Selected extract>
++++

London: A man shot dead by the Scotland Yard after he went on a stabbing frenzy on a busy high street in south London was a convicted Islamist terrorist, with family links to Sri Lanka, who was recently released from prison after serving half of his sentence period for preparation of acts of terrorism, police said Monday.
The Metropolitan Police said Sudesh Amman, a 20-year-old British national with extended family in Sri Lanka, had pledged allegiance to the Islamic State (IS).
In a statement in Arabic via its Amaq propaganda agency, the Islamic State claimed Monday responsibility for the London attack and said Sudesh was a ‘fighter’ with the group, according to SITE Intelligence Group, a US-based monitoring firm which monitors jihadist activities.
Amman was sentenced to three years and four months in prison in December 2018 after being charged with 10 terror-related offences. He was aged 18 that time. He was released under licence last month. He was under surveillance.
“The suspect had been recently released from prison where he had been serving a sentence for Islamist-related terrorism offences. We are confident that this is an isolated incident that has been contained,” said Met Police Deputy Assistant Commissioner Lucy D’Orsi, Sunday night.

++++

Source data>
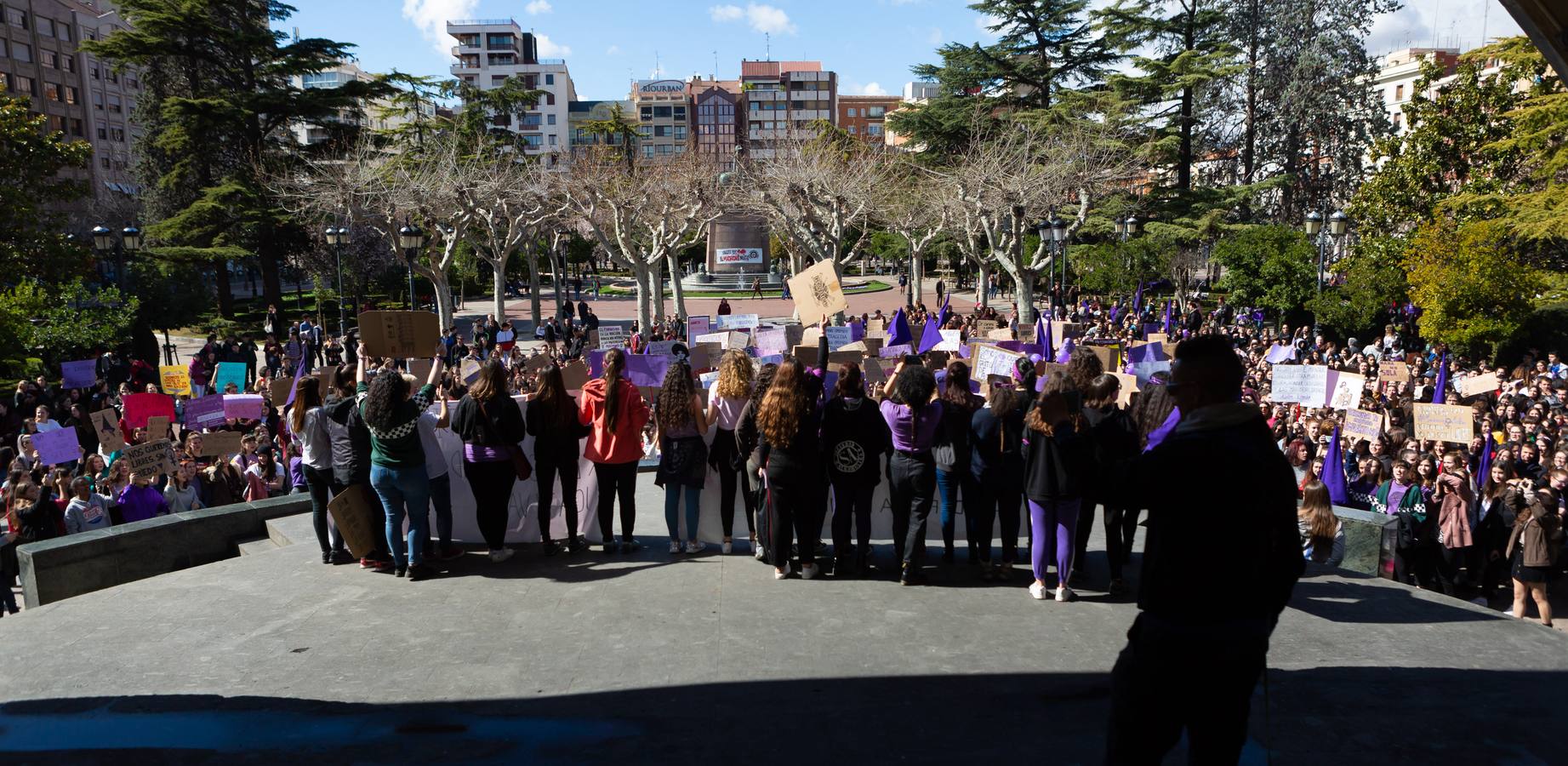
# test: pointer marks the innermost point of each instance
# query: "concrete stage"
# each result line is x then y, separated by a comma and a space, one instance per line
679, 660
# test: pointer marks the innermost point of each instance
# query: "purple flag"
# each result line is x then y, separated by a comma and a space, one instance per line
930, 334
1158, 435
1335, 472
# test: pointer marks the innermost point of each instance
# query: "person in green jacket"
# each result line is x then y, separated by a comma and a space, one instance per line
397, 459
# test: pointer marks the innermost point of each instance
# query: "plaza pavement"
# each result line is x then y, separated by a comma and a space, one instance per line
706, 658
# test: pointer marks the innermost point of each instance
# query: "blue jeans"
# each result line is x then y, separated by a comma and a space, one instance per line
403, 490
693, 496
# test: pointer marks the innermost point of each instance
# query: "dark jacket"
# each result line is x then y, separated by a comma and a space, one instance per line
1252, 524
350, 442
855, 438
554, 443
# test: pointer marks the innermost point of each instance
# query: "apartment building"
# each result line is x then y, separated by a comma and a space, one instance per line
77, 94
662, 117
783, 100
864, 117
488, 52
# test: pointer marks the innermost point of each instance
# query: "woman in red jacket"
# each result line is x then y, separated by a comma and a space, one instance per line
617, 413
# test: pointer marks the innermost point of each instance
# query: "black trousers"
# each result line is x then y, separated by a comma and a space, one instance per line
852, 503
991, 503
491, 483
1168, 678
911, 487
546, 472
617, 479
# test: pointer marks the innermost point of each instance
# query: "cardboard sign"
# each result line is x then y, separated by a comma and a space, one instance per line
1305, 383
818, 291
57, 446
220, 443
359, 518
79, 374
1361, 424
1445, 423
140, 407
151, 459
1393, 373
399, 334
1478, 385
105, 423
174, 379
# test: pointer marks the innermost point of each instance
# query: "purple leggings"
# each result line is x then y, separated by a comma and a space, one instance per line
1062, 513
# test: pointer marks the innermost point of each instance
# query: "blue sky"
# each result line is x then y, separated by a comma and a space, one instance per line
870, 43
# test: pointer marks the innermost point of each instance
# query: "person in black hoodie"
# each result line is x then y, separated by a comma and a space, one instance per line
1192, 661
550, 418
857, 438
998, 466
350, 440
1115, 444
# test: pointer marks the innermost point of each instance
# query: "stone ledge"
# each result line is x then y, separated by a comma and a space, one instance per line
71, 565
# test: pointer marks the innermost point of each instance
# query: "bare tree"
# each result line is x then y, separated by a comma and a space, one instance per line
643, 215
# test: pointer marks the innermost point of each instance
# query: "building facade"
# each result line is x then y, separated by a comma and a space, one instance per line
488, 52
864, 117
77, 94
662, 117
784, 100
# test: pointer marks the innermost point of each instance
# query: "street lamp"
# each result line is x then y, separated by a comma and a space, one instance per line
411, 239
339, 237
1338, 225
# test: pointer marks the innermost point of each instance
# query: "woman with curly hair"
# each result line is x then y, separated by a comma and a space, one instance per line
1054, 459
679, 426
790, 457
727, 401
617, 413
397, 457
911, 418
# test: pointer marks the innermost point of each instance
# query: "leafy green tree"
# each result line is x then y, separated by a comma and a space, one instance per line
35, 176
1471, 282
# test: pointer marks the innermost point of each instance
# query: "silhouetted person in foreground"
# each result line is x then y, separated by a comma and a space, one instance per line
1217, 489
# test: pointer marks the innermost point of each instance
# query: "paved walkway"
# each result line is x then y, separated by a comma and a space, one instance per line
681, 660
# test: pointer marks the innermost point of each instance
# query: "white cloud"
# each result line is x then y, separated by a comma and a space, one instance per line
761, 18
549, 49
725, 13
431, 16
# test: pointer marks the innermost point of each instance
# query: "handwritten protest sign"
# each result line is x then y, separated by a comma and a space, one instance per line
1445, 423
105, 423
399, 333
1305, 383
1361, 424
151, 459
174, 379
612, 336
1476, 385
79, 374
818, 291
57, 446
140, 407
228, 373
245, 407
220, 443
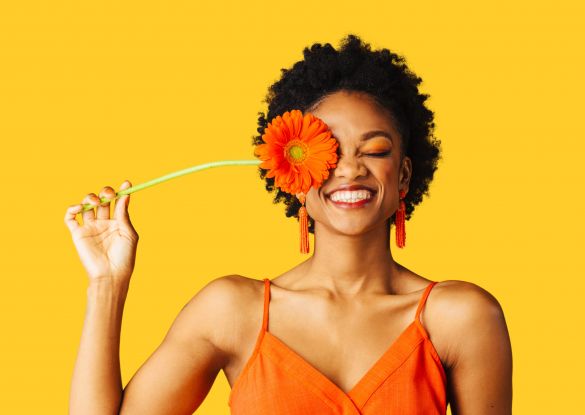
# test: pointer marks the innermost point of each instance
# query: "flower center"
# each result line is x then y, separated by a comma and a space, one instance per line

++++

Activity 1>
For each statement, say whether the article on the London stabbing supports it, answering yes or no and quoting the deciding words of the article: (a) Amman was 18 years old when he was sentenced; (b) the Islamic State issued its claim of responsibility in English; (c) Amman was released only after serving his full sentence.
Activity 2>
Carry on the article on the London stabbing, beginning after its final sentence.
The rows were taken from a source other than the article on the London stabbing.

Written reply 1>
(a) Yes: "He was aged 18 that time."
(b) No: "In a statement in Arabic via its Amaq propaganda agency"
(c) No: "after serving half of his sentence period"

Written reply 2>
Police had been told of extremist material being posted on the social media app Telegram by an account called @strangertothisworld, which turned out to be of Amman.
He had used documents about making explosives, weaponry and carrying out terrorist attacks. Among them were manuals on bomb-making, knife-fighting and close combat. Reports at the time also said he had told his girlfriend she should murder her ‘kuffar’ (non-believer) parents.
Police found a notepad in his home, where he had listed his ‘life goals’. “Top of the list, above family activities, was dying a martyr and going to ‘Jannah’ – the afterlife,” Alexis Boon, head of the Metropolitan Police counter-terrorism command, said after Amman was jailed over a year ago.
Amman was wearing a hoax bomb vest Sunday as he was pursued by armed officers as part of a proactive counter-terrorism surveillance operation before they shot him dead at the scene.
A man in his 40s, who suffered life-threatening injuries in the stabbing, is said to be out of danger and one woman in her 50s, who had non-life-threatening injuries, has since been discharged from hospital.
Another woman in her 20s who suffered minor injuries, believed to have been caused by broken glasses triggered from the discharge of the police firearm, continues to receive treatment at hospital, the Met Police said.
“Detectives from the Met’s Counter Terrorism Command continue to carry out fast-time enquiries into the circumstances of the attack in Streatham High Road at approximately 1400 hours Sunday, February 2,” the Met Police said in a statement on Monday.
In a statement from Downing Street after an emergency meeting Sunday night with UK Home Secretary Priti Patel, Prime Minister Boris Johnson once again pledged tougher sentencing measures for dangerous terrorists.
“We will announce further plans for fundamental changes to the system for dealing with those convicted of terrorism offences,” Johnson said.